_Given passage_:
## Begin

Sojourner Truth, circa 1864. (Wikimedia Commons)Sojourner Truth, circa 1864. (Wikimedia Commons) Sojourner Truth’s biography is difficult to reconstruct.  According to some sources she was born Isabella Baumfree in Ulster County, New York and escaped slavery with one of her daughters (three of her children having been sold) in 1826.  Others state that she was born Bell Hardenbergh within the household of a Dutch Pietist family.  Some accounts claim that she had a longstanding relationship with her owner, John Dumont, before fleeing the Dumonts and becoming Isabella van Wagenen upon entering the service of an Ulster County family of that name.  In this version of Truth's biography, she was freed one year before New York State granted general emancipation in 1827. 

A similar ambiguity applies to Truth's public life.  It is debatable whether Truth’s most famous speech actually included the question “ain’t I a woman?” or if this was a folksy flourish added by the person who reported it.  Another famous question, “Frederick, is God dead?” – posed by Truth to Frederick Douglass during a public debate – is variously recorded as occurring in 1847, 1850, 1852, 1859 and 1863 and the location of the debate also changes according to the source.  What is known with confidence is that Truth was a renowned and widely respected reformer and minister who did speak publicly to large audiences throughout her life.

Truth moved to New York City and joined several dissident Methodist sects, including the infamous Kingdom of Matthias, a short-lived charismatic movement built on a sexually scandalous communal family that collapsed when its founder Matthias Pierson landed in jail for extortion and murder.  The small savings Truth had accumulated while working in New York City had been deposited in a common fund run by Pierson and after his conviction she found herself penniless.  In her biography she reflected that “she had been taking part in a great drama, which was, in itself, but one great system of robbery and wrong.” In 1843 she changed her name to Sojourner Truth and began a career as an itinerant preacher.  Over time, her sermons moved increasingly towards secular, ethical concerns. 

Truth rose to prominence as an abolitionist and women’s rights advocate in the 1850s, giving her famous “Ain’t I a Woman?” speech at a women’s rights convention in Akron, Ohio in 1851.  Truth did not read or write, but dictated many letters and other writings including The Narrative of Sojourner Truth, a Northern Slave, a full-length biography dictated to Olive Gilbert and published by a Boston printer in 1850.

## End

_Recorded data_:
## Begin

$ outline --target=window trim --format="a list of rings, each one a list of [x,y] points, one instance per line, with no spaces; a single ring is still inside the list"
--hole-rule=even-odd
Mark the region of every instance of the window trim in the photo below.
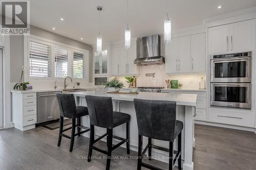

## End

_Directions for this task_:
Using the passage on Sojourner Truth, answer the following:
(a) To whom did Truth pose the question "Frederick, is God dead?"
(b) In what year did she change her name to Sojourner Truth?
(c) In which city and year did she give her "Ain't I a Woman?" speech?

_Response to the exercise_:
(a) Frederick Douglass.
(b) 1843.
(c) Akron, Ohio, in 1851.